• [YOUR INSTRUCTIONS] From the excerpt on minimum planar graphs, repeat the passage starting with "Example of how" and going on through "link is displaced.".

Example of how nodes and links in a minimum planar graph may block or displace other links. Node n8 entirely blocks other MPG links from node n7. Because node n2 is on the minimum inter-node link between n1 and n3 (dashed line), the MPG link is displaced to another least-cost path. Similarly, the link between n1 and n3 blocks an MPG link between n2 and n5. Because the link between n4 and n6 crosses the minimum inter-node link between n3 and n8 (dashed line), the MPG link is displaced.

https://static-content.springer.com/image/art%3A10.1007%2Fs10021-007-9038-7/MediaObjects/10021_2007_9038_Fig4_HTML.gif
Figure 4.

Influence of a node n3 on the location of the MPG link between nodes n1 and n2. The gray circle is the smallest empty circle that touches nodes n1 and n2, and point p is the center of that circle (that is, the closest point to nodes n1 and n2 that is no closer to any other node). Dashed lines represent the Voronoi boundaries. In diagram A, node n3 has no influence and the minimum empty circle is bisected by the minimum inter-node path between nodes n1 and n2. Diagrams B and C show how the MPG link is between the points on the perimeter of nodes n1 and n2 closest to point p, which is not necessarily the minimum direct path between these nodes.

The MPG may not be a complete triangulation due to the finite spatial domain or the cost function. A Voronoi boundary may lie entirely outside of the study area, so no link is made (for example, between nodes n4 and n5 in Figure 1A). Landscapes of interest are usually embedded within a larger region, so it is hard to justify links that may be precluded in a larger area. An MPG must also respect the metric cost space, in particular the triangle inequality, which states that the cost of a link from n1 to n2 cannot exceed the cost from n1 to n3 plus the cost from n3 to n2.

• [RECORDS PROVIDED]
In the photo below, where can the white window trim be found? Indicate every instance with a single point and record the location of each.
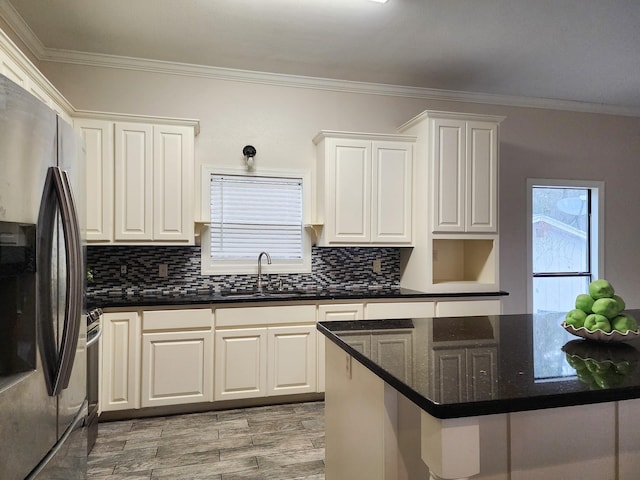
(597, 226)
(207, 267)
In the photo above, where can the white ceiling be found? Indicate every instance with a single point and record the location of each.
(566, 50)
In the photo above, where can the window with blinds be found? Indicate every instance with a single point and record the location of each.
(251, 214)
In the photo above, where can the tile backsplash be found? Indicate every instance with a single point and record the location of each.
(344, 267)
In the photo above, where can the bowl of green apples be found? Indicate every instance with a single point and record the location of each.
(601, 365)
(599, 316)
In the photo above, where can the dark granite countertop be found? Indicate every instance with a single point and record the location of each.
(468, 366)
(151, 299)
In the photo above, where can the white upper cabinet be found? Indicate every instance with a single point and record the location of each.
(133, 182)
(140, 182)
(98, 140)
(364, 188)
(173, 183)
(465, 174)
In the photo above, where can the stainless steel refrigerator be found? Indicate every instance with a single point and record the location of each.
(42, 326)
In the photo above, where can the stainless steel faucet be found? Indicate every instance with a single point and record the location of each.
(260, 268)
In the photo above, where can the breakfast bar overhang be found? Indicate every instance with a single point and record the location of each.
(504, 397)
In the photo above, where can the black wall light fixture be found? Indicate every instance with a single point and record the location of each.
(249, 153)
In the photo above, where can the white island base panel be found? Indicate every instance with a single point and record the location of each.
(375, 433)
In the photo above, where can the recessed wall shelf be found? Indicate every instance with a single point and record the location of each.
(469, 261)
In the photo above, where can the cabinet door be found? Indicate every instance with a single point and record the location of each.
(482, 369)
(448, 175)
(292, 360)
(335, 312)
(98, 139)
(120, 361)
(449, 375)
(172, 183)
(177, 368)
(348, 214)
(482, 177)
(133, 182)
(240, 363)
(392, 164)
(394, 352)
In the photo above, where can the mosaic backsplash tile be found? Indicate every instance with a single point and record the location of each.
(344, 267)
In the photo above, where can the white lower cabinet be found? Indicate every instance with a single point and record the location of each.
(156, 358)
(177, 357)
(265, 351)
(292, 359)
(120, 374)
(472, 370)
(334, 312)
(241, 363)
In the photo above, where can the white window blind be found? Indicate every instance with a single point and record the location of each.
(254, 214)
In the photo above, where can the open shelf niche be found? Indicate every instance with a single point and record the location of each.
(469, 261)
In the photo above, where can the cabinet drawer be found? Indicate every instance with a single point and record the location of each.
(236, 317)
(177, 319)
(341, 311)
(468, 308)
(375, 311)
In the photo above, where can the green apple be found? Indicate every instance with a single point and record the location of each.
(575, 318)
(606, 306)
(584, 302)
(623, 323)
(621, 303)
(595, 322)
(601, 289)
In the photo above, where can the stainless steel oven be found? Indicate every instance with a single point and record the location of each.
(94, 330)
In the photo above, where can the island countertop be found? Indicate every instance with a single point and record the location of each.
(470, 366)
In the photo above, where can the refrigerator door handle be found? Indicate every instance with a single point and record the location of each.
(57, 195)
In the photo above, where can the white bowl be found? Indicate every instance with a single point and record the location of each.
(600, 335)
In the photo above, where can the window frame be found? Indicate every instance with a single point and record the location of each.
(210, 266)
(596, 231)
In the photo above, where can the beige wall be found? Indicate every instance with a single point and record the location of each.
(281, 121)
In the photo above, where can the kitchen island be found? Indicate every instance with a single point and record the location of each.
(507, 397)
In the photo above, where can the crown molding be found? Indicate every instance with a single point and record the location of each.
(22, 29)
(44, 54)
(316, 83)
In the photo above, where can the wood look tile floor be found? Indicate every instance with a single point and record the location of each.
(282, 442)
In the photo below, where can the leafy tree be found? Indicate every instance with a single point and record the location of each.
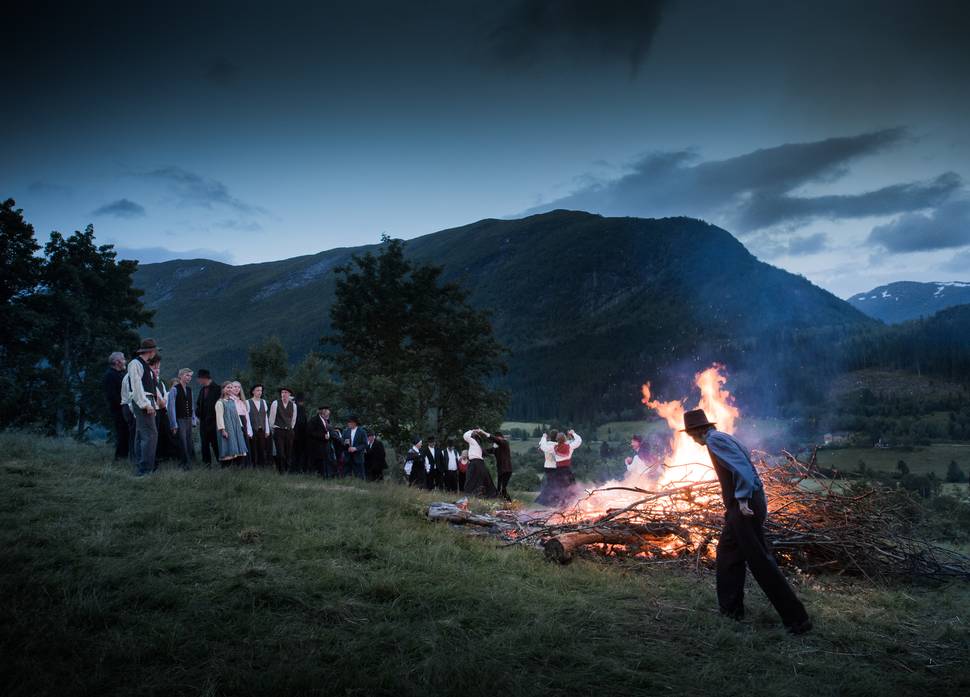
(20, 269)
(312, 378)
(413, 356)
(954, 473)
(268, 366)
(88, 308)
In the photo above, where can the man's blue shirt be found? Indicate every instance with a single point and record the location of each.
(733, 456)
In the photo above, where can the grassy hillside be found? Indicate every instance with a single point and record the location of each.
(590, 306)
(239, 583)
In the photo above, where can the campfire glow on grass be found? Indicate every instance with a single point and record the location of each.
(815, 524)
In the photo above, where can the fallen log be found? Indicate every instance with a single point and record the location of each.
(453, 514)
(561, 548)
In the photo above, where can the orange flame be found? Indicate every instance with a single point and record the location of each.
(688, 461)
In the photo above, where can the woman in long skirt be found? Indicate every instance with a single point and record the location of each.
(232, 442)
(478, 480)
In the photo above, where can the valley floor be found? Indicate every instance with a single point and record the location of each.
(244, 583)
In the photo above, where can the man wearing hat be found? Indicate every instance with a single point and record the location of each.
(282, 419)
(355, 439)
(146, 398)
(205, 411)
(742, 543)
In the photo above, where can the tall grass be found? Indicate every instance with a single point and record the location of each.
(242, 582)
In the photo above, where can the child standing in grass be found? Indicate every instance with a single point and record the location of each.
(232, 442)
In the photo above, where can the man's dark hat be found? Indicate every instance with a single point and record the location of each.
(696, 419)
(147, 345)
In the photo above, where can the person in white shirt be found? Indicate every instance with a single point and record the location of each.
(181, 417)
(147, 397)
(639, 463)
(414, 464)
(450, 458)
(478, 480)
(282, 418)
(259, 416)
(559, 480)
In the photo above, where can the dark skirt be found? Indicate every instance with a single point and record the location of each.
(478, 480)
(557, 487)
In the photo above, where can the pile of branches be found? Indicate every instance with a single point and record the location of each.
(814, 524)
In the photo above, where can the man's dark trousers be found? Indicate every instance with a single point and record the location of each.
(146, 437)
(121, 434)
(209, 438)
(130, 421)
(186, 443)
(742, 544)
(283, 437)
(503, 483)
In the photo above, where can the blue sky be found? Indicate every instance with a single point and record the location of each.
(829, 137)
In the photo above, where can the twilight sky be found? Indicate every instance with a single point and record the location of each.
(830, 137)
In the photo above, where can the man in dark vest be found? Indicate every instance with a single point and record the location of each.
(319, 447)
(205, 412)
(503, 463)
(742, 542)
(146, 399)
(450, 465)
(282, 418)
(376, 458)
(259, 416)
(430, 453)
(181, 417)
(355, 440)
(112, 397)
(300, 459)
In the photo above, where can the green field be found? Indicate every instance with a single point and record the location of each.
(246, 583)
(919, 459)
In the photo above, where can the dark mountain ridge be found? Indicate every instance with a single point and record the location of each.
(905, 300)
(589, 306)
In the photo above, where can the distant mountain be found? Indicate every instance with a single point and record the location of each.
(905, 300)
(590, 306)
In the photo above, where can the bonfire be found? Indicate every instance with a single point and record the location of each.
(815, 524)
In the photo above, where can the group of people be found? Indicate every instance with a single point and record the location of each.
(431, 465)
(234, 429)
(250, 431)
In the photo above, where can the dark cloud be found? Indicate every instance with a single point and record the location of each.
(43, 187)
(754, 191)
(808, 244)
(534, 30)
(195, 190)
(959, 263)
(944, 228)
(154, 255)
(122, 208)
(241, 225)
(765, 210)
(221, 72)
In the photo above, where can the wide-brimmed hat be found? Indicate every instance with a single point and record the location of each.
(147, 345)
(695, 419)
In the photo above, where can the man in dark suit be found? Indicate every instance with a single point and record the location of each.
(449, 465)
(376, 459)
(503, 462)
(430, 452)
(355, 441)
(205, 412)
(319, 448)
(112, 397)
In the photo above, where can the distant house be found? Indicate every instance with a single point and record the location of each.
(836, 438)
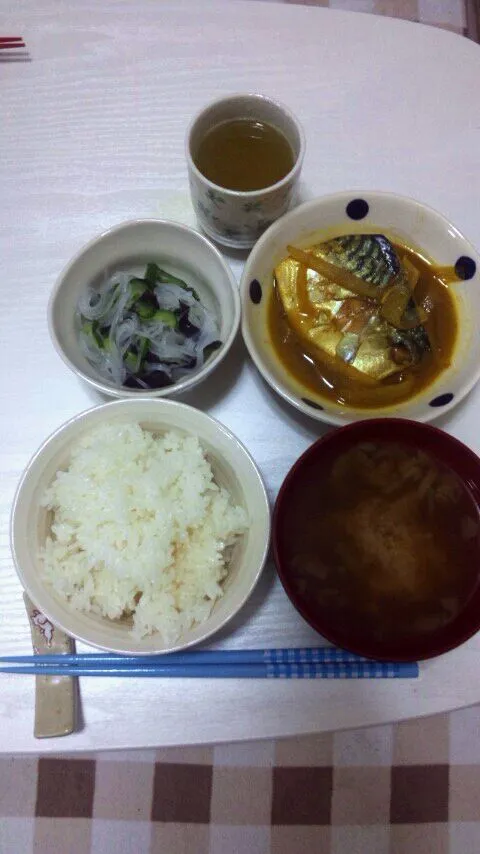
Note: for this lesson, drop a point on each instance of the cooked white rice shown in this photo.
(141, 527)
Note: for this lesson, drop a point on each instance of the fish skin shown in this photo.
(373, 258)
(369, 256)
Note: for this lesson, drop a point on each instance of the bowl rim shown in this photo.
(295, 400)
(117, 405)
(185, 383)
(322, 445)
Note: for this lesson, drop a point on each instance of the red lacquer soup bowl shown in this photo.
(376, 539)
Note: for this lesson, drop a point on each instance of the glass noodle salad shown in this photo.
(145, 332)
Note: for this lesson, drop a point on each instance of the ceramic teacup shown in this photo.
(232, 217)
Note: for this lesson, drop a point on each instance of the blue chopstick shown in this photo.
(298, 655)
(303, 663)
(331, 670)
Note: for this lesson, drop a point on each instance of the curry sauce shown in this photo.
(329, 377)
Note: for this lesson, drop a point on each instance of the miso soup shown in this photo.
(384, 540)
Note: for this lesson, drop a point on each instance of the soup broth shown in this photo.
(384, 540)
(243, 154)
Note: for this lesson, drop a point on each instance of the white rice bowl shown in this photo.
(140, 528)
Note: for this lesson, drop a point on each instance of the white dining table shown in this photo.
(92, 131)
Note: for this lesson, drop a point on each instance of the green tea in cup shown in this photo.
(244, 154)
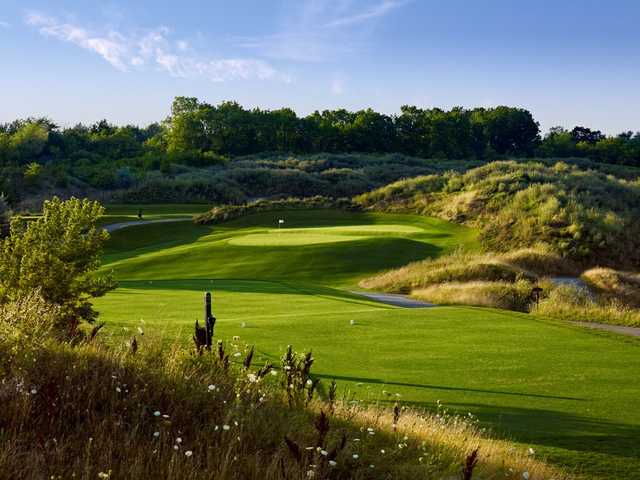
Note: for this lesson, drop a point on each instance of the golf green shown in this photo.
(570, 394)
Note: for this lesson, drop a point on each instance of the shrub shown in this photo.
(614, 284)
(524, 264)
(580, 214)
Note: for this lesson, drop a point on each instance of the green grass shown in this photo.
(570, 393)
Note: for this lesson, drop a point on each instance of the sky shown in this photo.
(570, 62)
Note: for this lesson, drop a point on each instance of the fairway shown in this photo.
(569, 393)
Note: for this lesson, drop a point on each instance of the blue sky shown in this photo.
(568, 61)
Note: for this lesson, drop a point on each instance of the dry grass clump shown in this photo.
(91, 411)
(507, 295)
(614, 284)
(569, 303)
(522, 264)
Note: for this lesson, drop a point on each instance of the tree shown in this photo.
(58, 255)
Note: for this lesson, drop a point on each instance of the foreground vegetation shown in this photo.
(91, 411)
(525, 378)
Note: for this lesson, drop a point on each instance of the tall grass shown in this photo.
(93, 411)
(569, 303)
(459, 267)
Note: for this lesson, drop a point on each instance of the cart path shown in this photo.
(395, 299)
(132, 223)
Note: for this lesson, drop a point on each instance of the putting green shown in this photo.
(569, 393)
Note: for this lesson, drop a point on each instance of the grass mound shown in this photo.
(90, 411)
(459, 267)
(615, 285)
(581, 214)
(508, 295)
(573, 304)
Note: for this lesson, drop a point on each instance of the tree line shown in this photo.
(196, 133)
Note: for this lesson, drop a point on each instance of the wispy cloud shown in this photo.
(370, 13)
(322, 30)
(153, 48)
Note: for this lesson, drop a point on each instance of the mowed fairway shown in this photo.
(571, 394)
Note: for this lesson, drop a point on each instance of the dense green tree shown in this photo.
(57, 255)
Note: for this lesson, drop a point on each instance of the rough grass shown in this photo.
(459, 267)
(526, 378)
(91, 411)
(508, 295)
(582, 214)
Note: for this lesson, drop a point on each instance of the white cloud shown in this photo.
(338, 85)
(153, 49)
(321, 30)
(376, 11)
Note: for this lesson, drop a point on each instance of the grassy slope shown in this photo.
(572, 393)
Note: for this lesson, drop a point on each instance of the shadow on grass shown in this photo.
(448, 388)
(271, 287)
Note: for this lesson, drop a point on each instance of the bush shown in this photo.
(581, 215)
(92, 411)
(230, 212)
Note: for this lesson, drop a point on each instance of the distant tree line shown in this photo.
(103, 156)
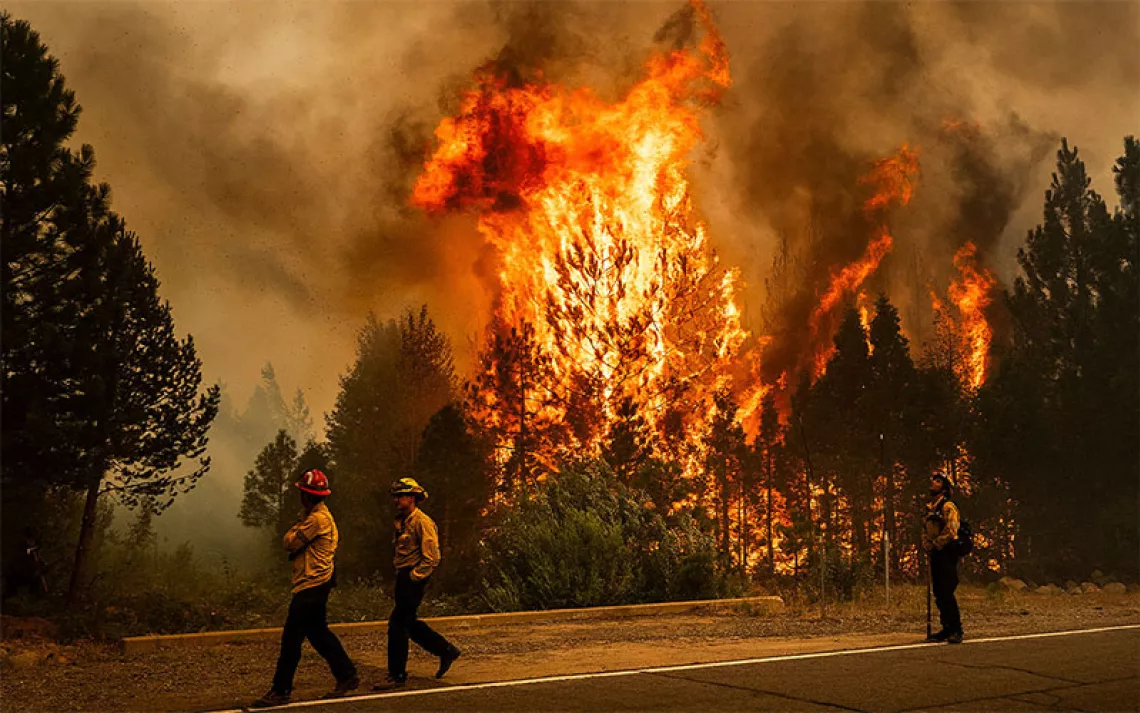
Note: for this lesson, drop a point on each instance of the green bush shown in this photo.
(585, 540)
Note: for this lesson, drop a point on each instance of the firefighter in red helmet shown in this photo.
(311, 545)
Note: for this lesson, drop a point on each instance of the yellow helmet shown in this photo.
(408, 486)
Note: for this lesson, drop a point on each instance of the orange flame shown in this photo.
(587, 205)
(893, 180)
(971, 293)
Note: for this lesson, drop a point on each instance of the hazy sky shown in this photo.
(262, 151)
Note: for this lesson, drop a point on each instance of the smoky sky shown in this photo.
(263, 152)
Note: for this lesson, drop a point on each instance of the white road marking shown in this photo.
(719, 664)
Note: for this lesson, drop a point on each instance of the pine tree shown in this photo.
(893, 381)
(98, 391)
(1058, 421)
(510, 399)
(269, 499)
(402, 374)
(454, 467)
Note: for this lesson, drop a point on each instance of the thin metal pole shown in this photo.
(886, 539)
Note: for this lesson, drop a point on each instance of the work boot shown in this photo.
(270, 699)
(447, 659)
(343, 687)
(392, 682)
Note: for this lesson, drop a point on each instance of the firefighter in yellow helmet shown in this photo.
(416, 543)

• [SOLUTION TO THIS TASK]
Example of how nodes and links in a minimum planar graph may block or displace other links. Node n8 entirely blocks other MPG links from node n7. Because node n2 is on the minimum inter-node link between n1 and n3 (dashed line), the MPG link is displaced to another least-cost path. Similarly, the link between n1 and n3 blocks an MPG link between n2 and n5. Because the link between n4 and n6 crosses the minimum inter-node link between n3 and n8 (dashed line), the MPG link is displaced.